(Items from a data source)
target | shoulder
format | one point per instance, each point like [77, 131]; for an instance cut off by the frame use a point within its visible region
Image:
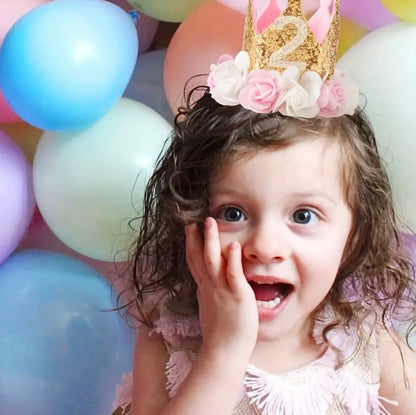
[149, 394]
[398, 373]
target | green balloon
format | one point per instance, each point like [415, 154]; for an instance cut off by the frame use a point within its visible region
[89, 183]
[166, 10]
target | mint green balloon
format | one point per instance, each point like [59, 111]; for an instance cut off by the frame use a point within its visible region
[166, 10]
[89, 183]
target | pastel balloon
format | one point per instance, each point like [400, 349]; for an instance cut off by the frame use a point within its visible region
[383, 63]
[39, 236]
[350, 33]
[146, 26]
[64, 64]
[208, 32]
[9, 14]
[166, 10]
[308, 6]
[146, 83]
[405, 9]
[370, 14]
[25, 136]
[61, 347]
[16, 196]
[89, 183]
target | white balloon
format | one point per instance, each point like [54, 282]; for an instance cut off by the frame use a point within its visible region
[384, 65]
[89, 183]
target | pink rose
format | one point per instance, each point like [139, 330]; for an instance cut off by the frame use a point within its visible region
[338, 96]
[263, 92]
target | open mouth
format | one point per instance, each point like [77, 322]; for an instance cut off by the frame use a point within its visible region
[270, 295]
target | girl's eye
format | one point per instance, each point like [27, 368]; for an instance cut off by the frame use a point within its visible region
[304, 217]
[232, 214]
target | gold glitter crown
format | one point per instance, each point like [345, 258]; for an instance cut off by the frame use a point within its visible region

### What this task involves
Output the lines, exactly: the first line of the entries above, every line after it, and the line with "target | pastel balloon" as the last. No pictures.

### Answer for the task
target | shoulder
format | one point per instance, each point like [77, 131]; for an instance cut off by the frame use a point within its visible region
Image:
[149, 394]
[398, 373]
target | green balloon
format | one point per instance, each point like [415, 154]; for an instance cut off by the frame use a point within its visible region
[89, 183]
[166, 10]
target | mint green balloon
format | one point per instance, each point like [59, 111]; for an instance cut off by the frame use a point within its visible region
[166, 10]
[89, 183]
target | pastel balloon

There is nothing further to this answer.